- **TEXTE SOURCE**:
Voilà assurément un futur succès qui ravira le ministre de la Culture et le Centre national du Livre en gonflant les chiffres de ventes 2011-2012. Les jeunes lisent !


Prophétie : le maître du jeu chez Bayard en octobre 2011.
Le tome 2, Le dieu des ombres paraîtra en avril 2012.
Le tome 3, Un jour sans nom, en septembre 2012.

Résumé : Nathan, 13 ans, trouve chez lui une boîte contenant un jeu maya très ancien. Il découvre qu’il s’agit d’un cadeau du dieu maya de la Création. Remettant le sort de l’humanité en question, celui-ci propose au garçon un défi : s’il parvient à le battre au Jeu, la fin du monde, prévue en décembre 2012, n’aura pas lieu.

- **ENTRÉES FOURNIES**:

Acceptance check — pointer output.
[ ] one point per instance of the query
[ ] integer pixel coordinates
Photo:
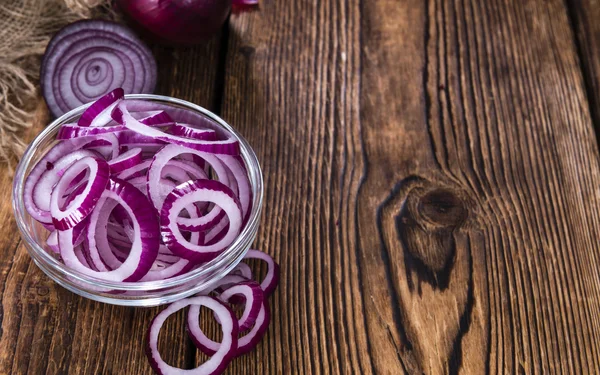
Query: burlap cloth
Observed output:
(26, 26)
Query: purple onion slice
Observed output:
(88, 59)
(98, 114)
(246, 343)
(82, 204)
(229, 146)
(187, 194)
(271, 280)
(220, 358)
(144, 248)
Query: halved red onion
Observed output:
(145, 245)
(187, 194)
(228, 146)
(88, 59)
(271, 280)
(78, 209)
(98, 114)
(221, 357)
(246, 342)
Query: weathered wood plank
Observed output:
(474, 124)
(425, 190)
(584, 16)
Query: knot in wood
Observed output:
(442, 207)
(426, 225)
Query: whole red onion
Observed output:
(178, 21)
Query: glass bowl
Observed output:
(148, 293)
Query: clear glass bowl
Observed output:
(148, 293)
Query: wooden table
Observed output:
(432, 194)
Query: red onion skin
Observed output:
(178, 21)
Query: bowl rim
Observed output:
(234, 250)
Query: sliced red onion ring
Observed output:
(154, 118)
(185, 195)
(125, 161)
(221, 357)
(47, 163)
(229, 146)
(98, 114)
(52, 241)
(244, 270)
(245, 343)
(105, 144)
(253, 296)
(144, 249)
(271, 280)
(101, 254)
(43, 187)
(135, 171)
(238, 170)
(69, 131)
(187, 131)
(163, 158)
(84, 203)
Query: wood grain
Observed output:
(423, 190)
(584, 17)
(431, 178)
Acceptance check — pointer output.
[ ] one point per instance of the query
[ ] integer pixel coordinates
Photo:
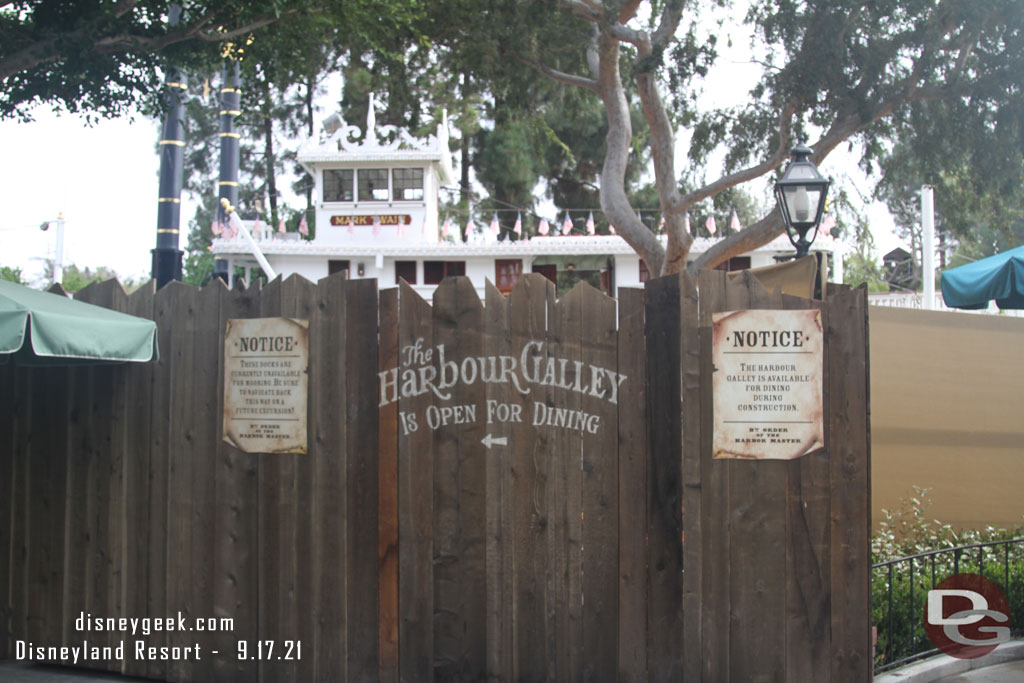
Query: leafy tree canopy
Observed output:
(101, 56)
(881, 75)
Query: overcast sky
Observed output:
(104, 180)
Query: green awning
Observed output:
(999, 278)
(38, 328)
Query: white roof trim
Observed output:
(582, 245)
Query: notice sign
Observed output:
(265, 363)
(767, 384)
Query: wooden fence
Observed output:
(493, 491)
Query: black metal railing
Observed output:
(899, 592)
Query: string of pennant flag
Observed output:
(450, 227)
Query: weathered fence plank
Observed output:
(665, 560)
(757, 529)
(361, 479)
(416, 499)
(17, 591)
(328, 437)
(500, 587)
(563, 499)
(528, 309)
(236, 528)
(599, 450)
(808, 509)
(693, 478)
(714, 501)
(387, 473)
(9, 399)
(531, 522)
(633, 456)
(45, 512)
(848, 442)
(140, 392)
(460, 486)
(182, 503)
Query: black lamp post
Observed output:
(801, 195)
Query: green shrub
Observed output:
(908, 531)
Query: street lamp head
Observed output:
(801, 194)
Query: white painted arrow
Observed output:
(489, 440)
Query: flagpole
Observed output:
(240, 227)
(167, 255)
(227, 186)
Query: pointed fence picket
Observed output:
(522, 510)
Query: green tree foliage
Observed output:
(11, 274)
(75, 280)
(102, 57)
(836, 72)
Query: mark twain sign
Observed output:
(767, 384)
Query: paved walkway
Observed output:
(1005, 665)
(1012, 672)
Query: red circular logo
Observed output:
(967, 615)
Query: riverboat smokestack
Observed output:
(167, 255)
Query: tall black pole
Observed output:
(230, 108)
(167, 255)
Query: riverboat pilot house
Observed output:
(377, 215)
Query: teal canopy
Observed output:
(38, 328)
(999, 278)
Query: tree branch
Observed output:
(777, 157)
(672, 13)
(619, 139)
(750, 239)
(556, 75)
(46, 50)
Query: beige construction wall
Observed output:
(947, 413)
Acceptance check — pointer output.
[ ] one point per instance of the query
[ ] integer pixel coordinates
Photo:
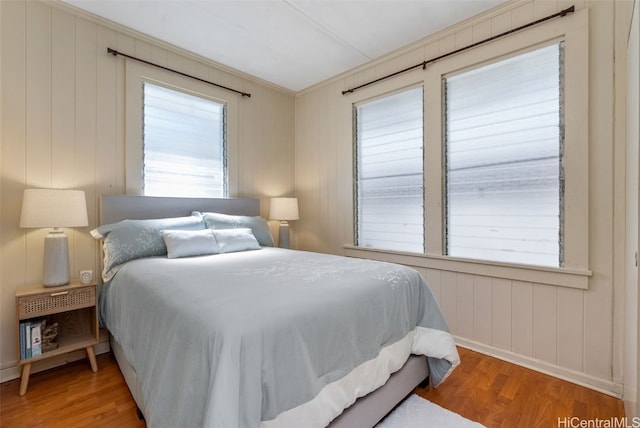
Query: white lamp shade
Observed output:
(284, 209)
(53, 208)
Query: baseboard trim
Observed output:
(601, 385)
(13, 371)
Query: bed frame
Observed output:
(366, 412)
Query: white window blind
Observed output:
(389, 173)
(503, 160)
(183, 144)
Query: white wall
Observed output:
(631, 361)
(514, 314)
(62, 124)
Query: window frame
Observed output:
(136, 75)
(356, 214)
(575, 273)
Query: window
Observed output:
(506, 178)
(503, 137)
(183, 144)
(389, 172)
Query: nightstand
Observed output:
(73, 307)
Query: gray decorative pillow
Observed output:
(259, 226)
(187, 243)
(133, 239)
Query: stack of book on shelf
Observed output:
(36, 337)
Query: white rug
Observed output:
(416, 412)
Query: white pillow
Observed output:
(231, 240)
(186, 243)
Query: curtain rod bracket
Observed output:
(561, 14)
(116, 53)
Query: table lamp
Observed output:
(54, 208)
(284, 209)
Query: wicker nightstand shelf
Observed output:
(73, 307)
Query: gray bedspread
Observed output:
(241, 339)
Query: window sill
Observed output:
(562, 277)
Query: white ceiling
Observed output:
(291, 43)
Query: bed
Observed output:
(260, 336)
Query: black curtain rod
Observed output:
(425, 63)
(116, 53)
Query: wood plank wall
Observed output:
(63, 125)
(569, 332)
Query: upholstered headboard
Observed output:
(114, 208)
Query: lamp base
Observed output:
(56, 259)
(283, 235)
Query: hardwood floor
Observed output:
(500, 394)
(490, 391)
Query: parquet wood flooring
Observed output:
(503, 395)
(490, 391)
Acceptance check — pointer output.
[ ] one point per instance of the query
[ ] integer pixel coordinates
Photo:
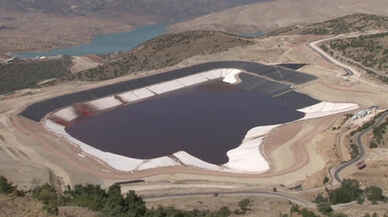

- **CONSIGNES DE TRAVAIL**:
- 1) D'après la présentation de la série Prophétie, à quelle date la fin du monde est-elle prévue ?
- 2) Poursuivez la présentation de la série Prophétie à partir de sa dernière phrase.

- **LES RÉPONSES**:
- 1) En décembre 2012.

- 2)
Auteurs :
Mel Odom écrit des livres de fantasy et de science-fiction, mais aussi des documentaires sur les jeux vidéo. Il a également créé des romans inspirés de célèbres séries télé (Roswell et Buffy contre les vampires).
Jordan Weisman est directement artistique chez Microsoft. Il a créé plusieurs jeux vidéo à succès et le concept de la trilogie Cathy’s book.

Une thématique d’actualité : le mois de décembre 2012 approchant, la prophétie maya de la fin du monde va devenir un sujet médiatique couvert par les médias.
Un objet ludique : Le maître du jeu, même objet que Cathy’s book, contient une pochette dans laquelle les lecteurs trouveront les éléments du jeu que Nathan a entre les mains.
Un livre interactif : la trilogie est augmentée d’un site accompagné d’un jeu en ligne.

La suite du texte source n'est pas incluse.